From the records below, copy out every line from the one containing "draw the outline of the tall" through the last line of the records, both ends included, with each line unchanged.

■ **AVAILABLE RECORDS**

****************

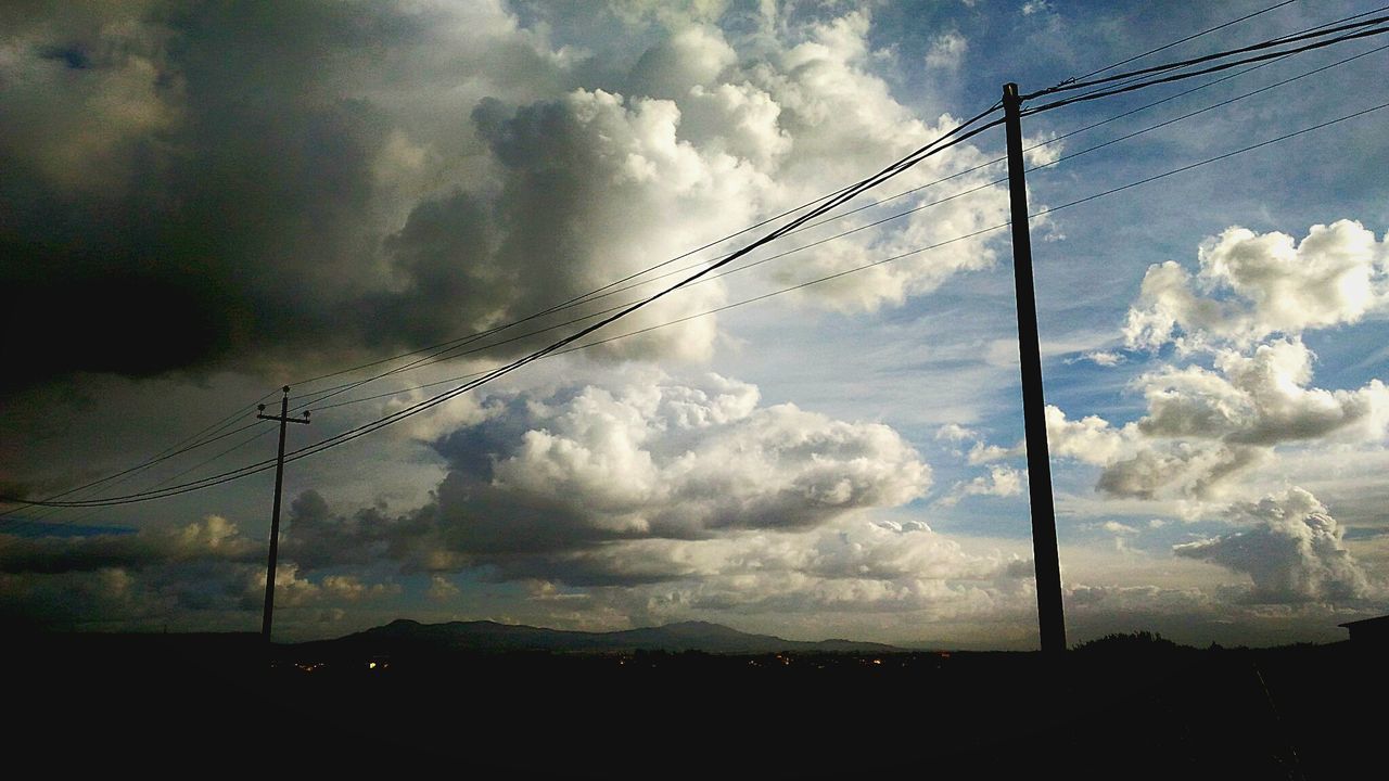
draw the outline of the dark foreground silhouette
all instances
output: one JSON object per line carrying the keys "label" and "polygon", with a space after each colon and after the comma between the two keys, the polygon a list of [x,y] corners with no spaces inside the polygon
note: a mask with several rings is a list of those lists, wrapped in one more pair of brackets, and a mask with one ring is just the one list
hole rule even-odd
{"label": "dark foreground silhouette", "polygon": [[[463,778],[1358,778],[1383,660],[1350,643],[1036,653],[265,649],[32,635],[6,764],[36,773]],[[1367,775],[1370,774],[1370,775]]]}

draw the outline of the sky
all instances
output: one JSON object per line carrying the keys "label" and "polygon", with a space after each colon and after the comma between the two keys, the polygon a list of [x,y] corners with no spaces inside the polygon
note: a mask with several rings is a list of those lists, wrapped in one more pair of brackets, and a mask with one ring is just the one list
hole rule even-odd
{"label": "sky", "polygon": [[[0,495],[272,459],[256,404],[282,385],[311,411],[290,452],[407,410],[1006,82],[1268,6],[7,3]],[[1286,3],[1106,75],[1374,10]],[[1389,111],[1354,115],[1389,100],[1385,43],[1024,118],[1072,643],[1331,642],[1389,610]],[[983,132],[583,349],[290,461],[275,639],[706,620],[1036,648],[1003,149]],[[3,504],[0,618],[256,631],[272,492]]]}

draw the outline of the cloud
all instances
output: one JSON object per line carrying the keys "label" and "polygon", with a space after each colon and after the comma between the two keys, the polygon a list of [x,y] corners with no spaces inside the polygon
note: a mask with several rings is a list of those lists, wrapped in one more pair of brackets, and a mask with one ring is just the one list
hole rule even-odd
{"label": "cloud", "polygon": [[1249,346],[1357,322],[1389,303],[1386,247],[1360,222],[1313,225],[1301,242],[1229,228],[1201,243],[1193,277],[1153,265],[1124,325],[1131,347]]}
{"label": "cloud", "polygon": [[1338,432],[1378,441],[1389,422],[1389,390],[1371,379],[1357,390],[1307,388],[1315,356],[1300,340],[1278,339],[1251,353],[1218,350],[1215,370],[1165,368],[1136,381],[1150,436],[1211,438],[1239,445],[1321,439]]}
{"label": "cloud", "polygon": [[1018,496],[1022,493],[1024,475],[1025,472],[1013,467],[992,466],[988,475],[976,477],[968,482],[957,482],[949,493],[939,499],[938,504],[950,507],[965,496]]}
{"label": "cloud", "polygon": [[1346,550],[1343,529],[1315,496],[1300,488],[1239,503],[1232,534],[1178,545],[1178,556],[1213,561],[1253,579],[1256,603],[1346,602],[1375,593]]}
{"label": "cloud", "polygon": [[[129,627],[178,614],[203,627],[244,628],[265,595],[265,543],[218,516],[132,534],[0,542],[0,614],[24,623]],[[283,553],[275,586],[276,606],[315,610],[400,592],[357,574],[310,579]]]}
{"label": "cloud", "polygon": [[953,71],[960,67],[968,50],[970,42],[958,32],[938,35],[926,49],[926,67]]}
{"label": "cloud", "polygon": [[[871,72],[861,13],[729,39],[711,24],[718,3],[608,8],[619,26],[646,29],[656,14],[668,28],[649,31],[622,71],[553,42],[544,13],[529,29],[499,1],[29,11],[6,15],[0,57],[0,100],[14,108],[0,120],[0,282],[14,293],[6,334],[28,334],[4,349],[31,367],[10,389],[75,371],[278,374],[438,343],[818,197],[953,124],[917,120]],[[897,183],[983,161],[954,151]],[[1004,210],[989,188],[806,250],[763,285],[993,225]],[[896,304],[992,261],[972,239],[803,302]],[[625,329],[725,299],[722,282],[696,285]],[[68,327],[28,328],[56,311]],[[700,318],[589,354],[704,360],[717,335]]]}
{"label": "cloud", "polygon": [[143,568],[174,561],[256,561],[264,546],[236,524],[208,516],[183,527],[92,536],[8,536],[0,571],[65,573]]}
{"label": "cloud", "polygon": [[1172,361],[1129,384],[1143,395],[1143,417],[1115,427],[1049,407],[1051,453],[1101,467],[1096,488],[1110,496],[1222,500],[1279,446],[1382,443],[1383,382],[1313,386],[1317,356],[1301,332],[1382,306],[1383,245],[1340,220],[1313,227],[1297,245],[1231,228],[1203,242],[1199,257],[1195,278],[1174,263],[1151,267],[1129,310],[1129,346],[1178,346]]}

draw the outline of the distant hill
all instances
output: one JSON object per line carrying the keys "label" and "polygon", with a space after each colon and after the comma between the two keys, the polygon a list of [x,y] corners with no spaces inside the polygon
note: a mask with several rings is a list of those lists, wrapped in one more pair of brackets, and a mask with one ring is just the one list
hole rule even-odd
{"label": "distant hill", "polygon": [[740,632],[707,621],[682,621],[664,627],[615,632],[574,632],[494,621],[450,621],[421,624],[400,618],[364,632],[332,641],[300,643],[296,648],[322,652],[508,652],[549,650],[557,653],[619,653],[636,650],[704,653],[776,653],[783,650],[818,653],[890,653],[903,650],[883,643],[828,639],[788,641],[771,635]]}

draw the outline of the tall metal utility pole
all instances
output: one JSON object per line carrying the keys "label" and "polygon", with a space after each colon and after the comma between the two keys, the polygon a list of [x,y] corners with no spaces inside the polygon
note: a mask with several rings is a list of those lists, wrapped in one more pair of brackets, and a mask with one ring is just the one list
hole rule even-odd
{"label": "tall metal utility pole", "polygon": [[1032,507],[1032,560],[1038,575],[1038,624],[1042,652],[1065,652],[1061,609],[1061,557],[1056,545],[1051,504],[1051,459],[1046,446],[1046,397],[1042,395],[1042,350],[1038,345],[1038,302],[1032,286],[1032,233],[1028,231],[1028,185],[1022,168],[1022,122],[1018,85],[1003,85],[1003,118],[1008,135],[1008,200],[1013,217],[1013,283],[1018,296],[1018,356],[1022,359],[1022,424],[1028,443],[1028,499]]}
{"label": "tall metal utility pole", "polygon": [[261,420],[279,421],[279,456],[275,459],[275,510],[269,517],[269,568],[265,573],[265,611],[261,614],[261,638],[269,643],[271,616],[275,613],[275,559],[279,556],[279,498],[285,486],[285,428],[290,422],[308,422],[308,413],[301,418],[289,417],[289,385],[283,388],[285,397],[279,400],[279,416],[267,416],[265,404],[258,404]]}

****************

■ **ANSWER TO THE TASK**
draw the outline of the tall metal utility pole
all instances
output: one JSON object per line carrying the keys "label" and "polygon", with a space after each colon and after the comma between the two keys, the polygon a list of [x,y] corners with no spaces inside the polygon
note: a mask with several rings is a list of those lists, wrapped in one more pair of brackets, and a mask with one ring is just the one list
hole rule even-odd
{"label": "tall metal utility pole", "polygon": [[1032,507],[1032,560],[1038,575],[1038,624],[1042,652],[1065,652],[1061,609],[1061,557],[1056,545],[1051,504],[1051,459],[1046,446],[1046,397],[1042,395],[1042,350],[1038,345],[1038,302],[1032,286],[1032,233],[1028,231],[1028,185],[1022,168],[1022,122],[1018,85],[1003,85],[1003,118],[1008,135],[1008,200],[1013,217],[1013,283],[1018,296],[1018,356],[1022,359],[1022,424],[1028,443],[1028,499]]}
{"label": "tall metal utility pole", "polygon": [[261,420],[279,421],[279,456],[275,459],[275,510],[269,517],[269,568],[265,573],[265,611],[261,614],[261,638],[269,643],[271,616],[275,613],[275,559],[279,556],[279,498],[285,486],[285,428],[290,422],[308,422],[308,413],[301,418],[289,417],[289,385],[283,388],[285,397],[279,400],[279,416],[267,416],[265,404],[258,404]]}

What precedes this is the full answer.